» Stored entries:
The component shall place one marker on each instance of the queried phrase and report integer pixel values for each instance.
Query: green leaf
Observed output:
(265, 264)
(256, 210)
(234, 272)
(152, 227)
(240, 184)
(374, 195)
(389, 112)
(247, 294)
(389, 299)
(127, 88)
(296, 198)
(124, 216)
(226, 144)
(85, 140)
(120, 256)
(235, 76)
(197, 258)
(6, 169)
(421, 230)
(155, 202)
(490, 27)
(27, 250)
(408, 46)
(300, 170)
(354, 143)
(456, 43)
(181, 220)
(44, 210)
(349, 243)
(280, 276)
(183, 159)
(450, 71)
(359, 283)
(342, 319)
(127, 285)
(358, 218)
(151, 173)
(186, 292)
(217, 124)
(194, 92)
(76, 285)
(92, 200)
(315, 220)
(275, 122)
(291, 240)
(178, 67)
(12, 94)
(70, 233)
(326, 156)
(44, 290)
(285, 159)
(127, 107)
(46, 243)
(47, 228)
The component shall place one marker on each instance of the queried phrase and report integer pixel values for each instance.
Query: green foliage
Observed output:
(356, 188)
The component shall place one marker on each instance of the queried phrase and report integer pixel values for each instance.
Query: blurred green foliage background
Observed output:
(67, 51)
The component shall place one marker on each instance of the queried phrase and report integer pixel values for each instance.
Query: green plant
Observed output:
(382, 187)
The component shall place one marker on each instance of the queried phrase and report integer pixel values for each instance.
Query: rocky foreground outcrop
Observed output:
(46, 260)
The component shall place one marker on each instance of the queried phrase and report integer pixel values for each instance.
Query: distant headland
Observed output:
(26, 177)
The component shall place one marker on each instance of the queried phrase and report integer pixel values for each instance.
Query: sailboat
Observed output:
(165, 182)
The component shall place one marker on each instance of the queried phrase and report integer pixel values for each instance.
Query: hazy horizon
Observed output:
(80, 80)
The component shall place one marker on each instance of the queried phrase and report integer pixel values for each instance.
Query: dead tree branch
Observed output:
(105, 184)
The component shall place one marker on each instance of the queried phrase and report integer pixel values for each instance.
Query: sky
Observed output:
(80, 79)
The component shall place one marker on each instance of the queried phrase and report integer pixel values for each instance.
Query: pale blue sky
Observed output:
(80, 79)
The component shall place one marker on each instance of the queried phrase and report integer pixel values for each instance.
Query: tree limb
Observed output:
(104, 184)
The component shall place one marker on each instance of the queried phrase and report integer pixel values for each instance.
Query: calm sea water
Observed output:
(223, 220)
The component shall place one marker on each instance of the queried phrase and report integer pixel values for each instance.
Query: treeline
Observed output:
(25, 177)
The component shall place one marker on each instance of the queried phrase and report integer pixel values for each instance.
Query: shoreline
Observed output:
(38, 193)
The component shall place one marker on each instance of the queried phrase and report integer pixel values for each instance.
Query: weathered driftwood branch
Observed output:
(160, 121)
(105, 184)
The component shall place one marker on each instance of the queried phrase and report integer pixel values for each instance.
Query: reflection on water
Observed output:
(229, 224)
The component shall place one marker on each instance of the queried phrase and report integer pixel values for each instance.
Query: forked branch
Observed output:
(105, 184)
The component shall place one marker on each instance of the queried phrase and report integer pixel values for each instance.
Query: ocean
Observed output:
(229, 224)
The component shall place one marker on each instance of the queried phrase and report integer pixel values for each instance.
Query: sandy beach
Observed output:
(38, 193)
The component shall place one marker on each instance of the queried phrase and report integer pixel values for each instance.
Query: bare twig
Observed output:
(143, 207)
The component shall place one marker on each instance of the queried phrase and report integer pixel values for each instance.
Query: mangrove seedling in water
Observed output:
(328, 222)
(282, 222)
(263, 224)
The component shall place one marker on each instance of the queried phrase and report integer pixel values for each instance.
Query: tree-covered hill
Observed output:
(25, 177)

» Your instructions:
Go through the records above and set each one down exactly, please.

» Response:
The component shall place one marker on each instance of the queried phrase and report integer pixel values for each instance.
Query: green leaf
Observed output:
(265, 264)
(256, 210)
(234, 272)
(152, 227)
(240, 184)
(374, 195)
(389, 112)
(247, 294)
(389, 299)
(127, 88)
(296, 198)
(124, 216)
(226, 144)
(85, 140)
(120, 256)
(235, 76)
(197, 258)
(6, 169)
(421, 230)
(155, 202)
(490, 27)
(27, 250)
(408, 46)
(300, 170)
(354, 143)
(456, 43)
(181, 220)
(44, 210)
(349, 243)
(280, 276)
(183, 159)
(450, 71)
(359, 283)
(342, 319)
(127, 285)
(358, 218)
(151, 173)
(186, 292)
(217, 124)
(194, 92)
(76, 285)
(92, 200)
(315, 220)
(275, 122)
(291, 240)
(178, 67)
(12, 94)
(70, 233)
(326, 156)
(44, 290)
(285, 159)
(127, 107)
(46, 243)
(47, 228)
The component shall place one marker on each instance of the queried phrase and report integer pixel values for each instance.
Query: green foliage
Observed output:
(356, 188)
The component shall place one marker on each instance of the queried phrase and report integer pixel values for each instance.
Query: blurred green foliage background
Observed output:
(67, 51)
The component shall place one marker on each instance of the queried phrase and report integer pixel values for each instance.
Query: green plant
Observed output:
(382, 187)
The component shall place one marker on each instance of the queried phrase and report integer pixel values for each instance.
Query: rocky foreground outcrop
Observed output:
(46, 260)
The component shall place one marker on each instance of the queried phrase and report integer pixel values for each instance.
Query: distant headland
Observed output:
(26, 177)
The component shall place one marker on each instance of the queried phrase and report integer pixel values for each instance.
Query: sailboat
Observed output:
(165, 182)
The component shall place one marker on each instance of the queried phrase and report integer pixel values for each instance.
Query: hazy horizon
Observed output:
(80, 80)
The component shall place one marker on each instance of the queried phrase and report integer pixel values for each instance.
Query: dead tree branch
Observed output:
(105, 184)
The component shall place one marker on each instance of the queried phrase and report integer pixel values for each instance.
Query: sky
Observed output:
(80, 79)
The component shall place one marker on each instance of the queried phrase and report integer pixel values for each instance.
Query: pale blue sky
Observed output:
(80, 79)
The component shall place one marker on each instance of the queried phrase and report integer pixel values for each instance.
Query: tree limb
Observed output:
(104, 184)
The component shall place one marker on each instance of the queried phrase and report integer pixel values for each instance.
Query: calm sea water
Observed output:
(223, 220)
The component shall place one marker on each instance of the queried phrase and report integer pixel values for each instance.
Query: treeline
Observed output:
(25, 177)
The component shall place one marker on each instance of the queried phrase and report integer pixel values for each instance.
Query: shoreline
Observed output:
(38, 193)
The component shall place one marker on each instance of the queried phrase and report integer pixel values for each instance.
Query: weathered driftwood branch
Observed output:
(160, 121)
(105, 184)
The component shall place one marker on each instance of the queried phrase and report integer pixel values for each instance.
Query: reflection on water
Observed output:
(229, 224)
The component shall place one marker on each instance of the queried phrase and report integer pixel values for each instance.
Query: forked branch
Observed output:
(105, 184)
The component shall place one marker on each instance of the queried phrase and report integer pixel values for each instance.
Query: ocean
Observed output:
(229, 224)
The component shall place one marker on each instance of the queried phrase and report integer pixel values for each instance.
Query: sandy beach
Observed output:
(38, 193)
The component shall place one marker on each instance of the queried phrase and report integer pixel values for each instance.
Query: bare twig
Observed output:
(143, 207)
The component shall place one marker on each instance of the queried phrase and report integer pixel values for each instance.
Query: mangrove seedling in water
Observed output:
(328, 222)
(282, 222)
(263, 224)
The component shall place one marker on each instance of the queried phrase and report integer pixel values for each instance.
Query: tree-covered hill
Observed output:
(25, 177)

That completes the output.